ARTICLE:
Kris Tschetter (born December 30, 1964) is an American professional golfer, who played on the LPGA Tour.

Amateur career
Tschetter was born in Detroit, Michigan. As an amateur, she won the 1983 American Junior Golf Association Tournament of Champions and was a four-time winner of the South Dakota State Women's Amateur Championship (1983–86). In 1984, she qualified for the U.S. Women's Open and the following year was a quarterfinalist at the Trans-National.

Tschetter attended Texas Christian University graduating in 1987 as a Radio, Television and Film Major. She was a three-time member of the All-Southwest Conference Team.

Tschetter, as a freshman, was a member of Shady Oaks Golf Club in Fort Worth where she developed a relationship with the late Ben Hogan. Tschetter one day convinced Hogan to play nine holes of golf with two of her teammates from TCU. He duck-hooked the first tee shot but finished at even par. This, according to Tschetter, is the last time that Hogan ever played golf. They remained friends until his death in 1997. Tschetter has written a book called Mr. Hogan, the Man I Knew: An LPGA Player Looks Back on an Amazing Friendship and Lessons She Learned from Golf's Greatest Legend recounting her times with Hogan.

Professional career
Tschetter turned pro in 1988. In 1992, she won her only LPGA event. She won the Northgate Computer Classic by three shots over Deb Richard. Tschetter also took part in a playoff at the 1997 State Farm Rail Classic . She and Lori Kane losing to Cindy Figg-Currier on the first hole of sudden death.

Excerpts from a point labeling dataset
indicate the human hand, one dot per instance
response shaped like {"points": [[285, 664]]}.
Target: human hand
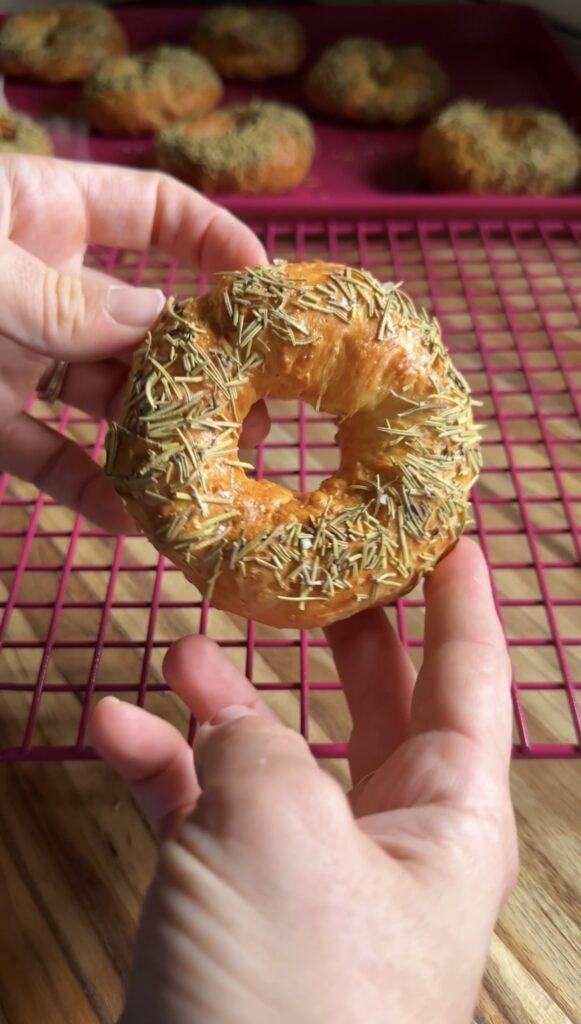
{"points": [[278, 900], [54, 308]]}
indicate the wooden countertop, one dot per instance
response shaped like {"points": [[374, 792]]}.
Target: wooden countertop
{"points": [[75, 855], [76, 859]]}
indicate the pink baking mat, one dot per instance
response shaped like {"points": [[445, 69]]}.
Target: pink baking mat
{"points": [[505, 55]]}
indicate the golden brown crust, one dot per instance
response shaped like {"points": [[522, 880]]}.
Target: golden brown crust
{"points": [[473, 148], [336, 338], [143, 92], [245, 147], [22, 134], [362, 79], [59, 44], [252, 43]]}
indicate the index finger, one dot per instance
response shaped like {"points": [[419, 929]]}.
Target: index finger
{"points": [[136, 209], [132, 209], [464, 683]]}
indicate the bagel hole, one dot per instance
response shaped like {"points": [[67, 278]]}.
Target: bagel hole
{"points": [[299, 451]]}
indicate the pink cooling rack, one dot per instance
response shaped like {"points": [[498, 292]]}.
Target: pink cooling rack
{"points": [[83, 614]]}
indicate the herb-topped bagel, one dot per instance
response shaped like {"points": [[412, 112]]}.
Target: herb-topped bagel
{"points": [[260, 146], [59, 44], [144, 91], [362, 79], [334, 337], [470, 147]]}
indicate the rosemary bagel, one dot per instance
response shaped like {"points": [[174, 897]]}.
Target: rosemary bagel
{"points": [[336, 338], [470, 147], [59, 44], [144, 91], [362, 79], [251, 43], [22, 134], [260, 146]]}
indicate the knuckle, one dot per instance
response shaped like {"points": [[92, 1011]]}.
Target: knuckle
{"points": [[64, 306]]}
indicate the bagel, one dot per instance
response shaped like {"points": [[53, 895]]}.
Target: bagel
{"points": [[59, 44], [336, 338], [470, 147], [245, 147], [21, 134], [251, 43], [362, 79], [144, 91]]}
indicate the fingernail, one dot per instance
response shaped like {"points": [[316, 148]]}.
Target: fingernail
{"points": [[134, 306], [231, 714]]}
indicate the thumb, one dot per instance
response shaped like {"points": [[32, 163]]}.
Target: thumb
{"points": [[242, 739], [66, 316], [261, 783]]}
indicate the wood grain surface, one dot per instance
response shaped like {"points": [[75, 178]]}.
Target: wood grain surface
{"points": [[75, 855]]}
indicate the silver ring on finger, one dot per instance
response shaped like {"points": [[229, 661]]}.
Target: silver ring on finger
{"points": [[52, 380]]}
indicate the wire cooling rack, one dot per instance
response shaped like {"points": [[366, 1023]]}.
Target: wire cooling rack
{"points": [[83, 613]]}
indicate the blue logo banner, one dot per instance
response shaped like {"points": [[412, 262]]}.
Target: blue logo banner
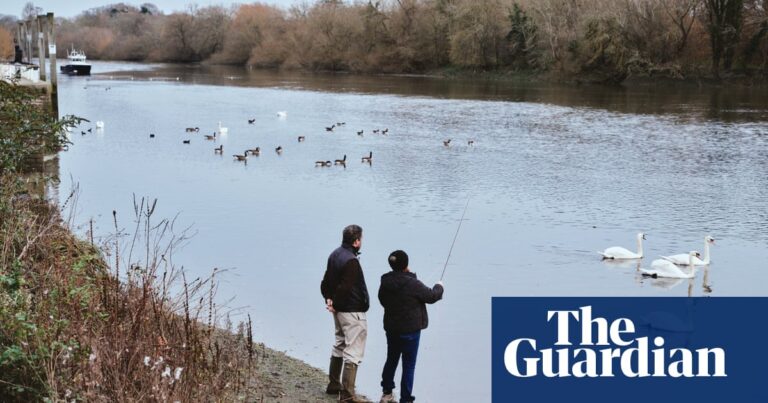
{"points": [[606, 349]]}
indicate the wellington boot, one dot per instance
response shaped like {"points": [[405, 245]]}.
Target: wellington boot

TASK LIST:
1. Output the part of the records that opens with the line containing "indicate the rosemary" and runs to the end of the records, as a JSON list of strings, one per line, with blank lines omitted. Leave out the pictures.
2. Write what comes next in the article about golfer Kris Tschetter, starting after its final sentence.
The article and the records are unrelated material.

RESPONSES:
1.
[
  "indicate the rosemary bagel, one dot per instance",
  "response shaped like {\"points\": [[174, 897]]}.",
  "Target: rosemary bagel",
  "{\"points\": [[336, 338], [470, 147], [59, 44], [144, 91], [362, 79], [251, 43], [22, 134], [260, 146]]}",
  "indicate the knuckle, one dot per instance",
  "response shaped like {\"points\": [[92, 1011]]}.",
  "Target: knuckle",
  "{\"points\": [[64, 306]]}",
  "indicate the bagel, one dot per instance",
  "response shaped like {\"points\": [[53, 895]]}.",
  "Target: bagel",
  "{\"points\": [[59, 44], [336, 338], [470, 147], [245, 147], [21, 134], [251, 43], [362, 79], [144, 91]]}",
  "indicate the fingernail, one dot per instance",
  "response shaped like {\"points\": [[316, 148]]}.",
  "Target: fingernail",
  "{\"points\": [[134, 306], [231, 714]]}",
  "indicate the thumb, one dot per instance",
  "response shaped like {\"points\": [[32, 163]]}.",
  "Target: thumb",
  "{\"points\": [[242, 739], [66, 316], [261, 783]]}",
  "indicate the wood grain surface, one dot per instance",
  "response shaped like {\"points\": [[75, 178]]}.",
  "Target: wood grain surface",
  "{\"points\": [[75, 855]]}",
  "indicate the silver ring on finger, one dot per instance",
  "response shaped like {\"points\": [[229, 661]]}.",
  "Target: silver ring on finger",
  "{\"points\": [[52, 380]]}",
  "indicate the wire cooling rack, one dot per instance",
  "response shaped like {\"points\": [[366, 1023]]}.",
  "Target: wire cooling rack",
  "{\"points\": [[83, 613]]}",
  "indicate the blue logo banner, one dot per instance",
  "response shaped like {\"points\": [[412, 262]]}.",
  "Target: blue logo banner",
  "{\"points\": [[606, 349]]}",
  "indicate the wellington boot, one dot per instance",
  "response shaped like {\"points\": [[405, 245]]}.",
  "Target: wellington boot"
]

2.
Tschetter twice finished second in major championships. The first of which was the 1996 U.S. Women's Open, where she finished six shots behind Annika Sörenstam. At the 1997 Nabisco Dinah Shore, Tschetter finished two strokes behind Betsy King.

Personal life
Tschetter was married to Kirk Lucas, her coach, and they have two daughters, Lainey and Kyra.

She founded the Kris Tschetter Celebrity Golf Benefit for Kids in 1991, an event that raises money for children’s charities in the Sioux Falls, South Dakota area. While on Tour, she has represented the Liz Claiborne clothing for 11 straight years and since its inception in 1999, Private Club Links.

Professional wins

LPGA Tour wins (1)

LPGA Tour playoff record (0–1)

Other wins (1)
1991 JCPenney Classic (with Billy Andrade)

Legends Tour wins (1)
2015 Walgreens Charity Classic

Results in LPGA majors

^ The Women's British Open replaced the du Maurier Classic as an LPGA major in 2001.

WD = withdrew
CUT = missed the halfway cut
"T" = tied

Summary
Starts – 64
Wins – 0
2nd-place finishes – 2
3rd-place finishes – 0
Top 3 finishes – 2
Top 5 finishes – 2
Top 10 finishes – 4
Top 25 finishes – 16
Missed cuts – 21
Most consecutive cuts made – 9
Longest streak of top-10s – 1

U.S. national team appearances
Professional
Handa Cup: 2015 (winners)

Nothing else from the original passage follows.